◆ **Extract to read**
^^^^

Ehhh, I Think So…

 

                   

 

A Beginning Reading Lesson

Courtney Jones

 

Rationale: The goal of this lesson is for students to gain an understanding of the vowel correspondence e = /e/.  Children must have an understanding of this concept in order to begin reading.  Also, this understanding will allow them to move on the next short vowel correspondence since they are taught in alphabetical order.  After students completer this lesson they will be able to spell and read words containing e = /e/.  The short e sound will be memorable to them through from the "ehhh, I don't know" phrase.  Students will gain spelling knowledge through a letterbox lesson.  Learning to read words with the short e sound will be accomplished through the use of decodable text.

 

Materials:

Picture of confused man (shown above)

Decodable book- Elf in the Tent

Elkonin letter boxes for each student

Letter tiles for each child: b, d, e, g, h, l, n, p, r, s, t (2), w           

Enlarged Elkonin boxes for teach to use during modeling

Magnetic letters for enlarged Elkonin boxes

White board

List of words for white board: bed, lend, west, help, slept, spend, strength, pent, past, and blept

Expo marker

Assessment worksheet

 

Procedures:

1. Say: We are going to continue learning the sounds that short vowels make so that we will be able to read more words and books.  We just finished with short a, so now we're moving on to the short e sound.  When e is in the middle of a word it says /e/.  A saying that helps me to remember that sound is, "ehhhh, I think so." (Show image.) Spelling with e is very simple.  It just goes in between two consonants. For example, wet. (Write w-e-t on the board.  Point out that e is between two consonants.)

^^^^

◆ **Work to complete**
Pick up the reading lesson on the short e sound after its final sentence and continue it.

^^^^

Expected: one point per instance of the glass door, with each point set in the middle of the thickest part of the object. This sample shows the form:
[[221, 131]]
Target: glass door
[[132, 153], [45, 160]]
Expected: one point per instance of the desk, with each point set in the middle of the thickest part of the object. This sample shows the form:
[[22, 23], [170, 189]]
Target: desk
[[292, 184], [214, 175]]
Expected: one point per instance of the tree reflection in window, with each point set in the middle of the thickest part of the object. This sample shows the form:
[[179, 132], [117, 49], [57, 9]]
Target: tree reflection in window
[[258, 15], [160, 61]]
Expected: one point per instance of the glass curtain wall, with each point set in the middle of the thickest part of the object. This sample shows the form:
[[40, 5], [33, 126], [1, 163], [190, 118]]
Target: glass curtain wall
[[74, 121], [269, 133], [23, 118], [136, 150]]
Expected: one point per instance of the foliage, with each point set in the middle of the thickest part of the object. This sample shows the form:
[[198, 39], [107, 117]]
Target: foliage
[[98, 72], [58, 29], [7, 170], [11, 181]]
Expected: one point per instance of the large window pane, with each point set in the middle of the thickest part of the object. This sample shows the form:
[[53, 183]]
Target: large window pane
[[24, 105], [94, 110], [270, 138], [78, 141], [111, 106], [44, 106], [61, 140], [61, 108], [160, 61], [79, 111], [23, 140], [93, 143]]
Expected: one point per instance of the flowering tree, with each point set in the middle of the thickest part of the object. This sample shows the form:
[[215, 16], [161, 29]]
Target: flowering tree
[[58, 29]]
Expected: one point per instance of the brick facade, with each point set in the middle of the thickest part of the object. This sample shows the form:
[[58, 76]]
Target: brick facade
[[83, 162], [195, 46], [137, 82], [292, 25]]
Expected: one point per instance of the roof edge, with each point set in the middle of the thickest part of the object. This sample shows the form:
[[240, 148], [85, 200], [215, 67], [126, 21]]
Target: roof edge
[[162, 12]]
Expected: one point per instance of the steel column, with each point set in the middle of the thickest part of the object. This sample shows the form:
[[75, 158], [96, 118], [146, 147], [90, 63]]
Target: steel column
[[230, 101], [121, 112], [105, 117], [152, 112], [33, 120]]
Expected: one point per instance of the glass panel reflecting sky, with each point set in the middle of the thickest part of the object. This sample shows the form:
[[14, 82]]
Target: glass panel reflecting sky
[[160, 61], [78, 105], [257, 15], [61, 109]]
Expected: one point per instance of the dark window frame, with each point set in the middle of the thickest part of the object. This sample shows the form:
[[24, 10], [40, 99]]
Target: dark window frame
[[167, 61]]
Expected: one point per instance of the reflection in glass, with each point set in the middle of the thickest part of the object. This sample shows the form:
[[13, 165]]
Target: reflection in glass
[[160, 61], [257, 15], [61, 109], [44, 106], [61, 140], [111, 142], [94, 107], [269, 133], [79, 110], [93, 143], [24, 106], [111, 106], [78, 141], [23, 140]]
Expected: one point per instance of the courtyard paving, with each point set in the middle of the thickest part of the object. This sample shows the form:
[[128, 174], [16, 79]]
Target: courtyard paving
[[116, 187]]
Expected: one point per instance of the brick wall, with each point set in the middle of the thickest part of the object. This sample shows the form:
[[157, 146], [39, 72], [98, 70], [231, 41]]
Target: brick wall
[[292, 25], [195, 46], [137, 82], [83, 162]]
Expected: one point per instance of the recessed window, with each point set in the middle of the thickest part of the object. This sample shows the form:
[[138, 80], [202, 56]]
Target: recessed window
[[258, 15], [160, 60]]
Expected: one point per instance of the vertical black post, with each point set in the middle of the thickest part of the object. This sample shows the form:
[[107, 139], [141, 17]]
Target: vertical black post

^^^^

◆ **Response to this task**
 

2. Say: If we want to be good spellers we have to be good listeners first.  Listen for words /e/ in the words I'm about to say.  When my mouth makes the /e/ sound it opens up just a little and my tongue isn't touching my teeth or lips. (Show mouth movement for /e/).  Since my mouth only opens a little you'll have to look really close.  Watch me: leg.  I heard that /e/ sound in the middle of leg. Did you notice how my tongue was touching my teeth in /l/ and /g/?  Let's see if our /e/ sound is in hop.  I didn't see or hear /e/ in that word.  My mouth opened too wide.  Now let's practice together.  If you hear /e/ in my words I want you to say, "Ehh, I think so."  If you do not hear /e/ in my words I want you to say, "No way." Cent? Dime? House? Tent? Left? Right?

 

3. Imagine what you would do if you wanted to spell the word shred.  "I shred cheese to put on my taco." Shred just means you cut something into little pieces.  Before we spell shred in our Elkonin boxes we need to know how many phonemes the word has.  Let's count the sounds as I stretch it out: /sh//r//e//d/.  I counted four phonemes which means we need four boxes.  I heard /e/ right before the d at the end so I'm going to put e in our third box.  Our first sound is a little tricky.  It has an s and an h together to make the shhhh sound.  Both of those letters will go in the first box since they work together to make a sound.  Shred. Now, I think I heard that r sound between shhhh and ehhhh.  So let's put an r in our second box.  Now we just need an ending sound.  Shred. That sounds like a d to me so I'm going to add that letter to the last box.  Since you got the hang of that I'm going to show you and even harder word.  (Write spent on the board). I will start with the letter e since we know what sound that makes now.   Next, I'm going to add the beginning letters to the e: s-p-e /spe/.  Now we just have to finish it up with the n and t. S-p-e-n-t. /spent/.  As in, "I spent my allowance at the toy store."

 

4. Say:  It's your turn to spell some words on your own using your boxes. Let's start with a simple word.  Bed.  My bed is very comfy.  Did you remember to put your e between two consonants? (Walk around and check spelling.)  This next word will need four boxes. Remember the e goes between two consonants. Your job is to figure out which two.  The word is lend.  Lend means to give someone something helpful.  Could you lend me a few dollars?   (Continue the same process for the following words: (west, help, slept, spend, strength).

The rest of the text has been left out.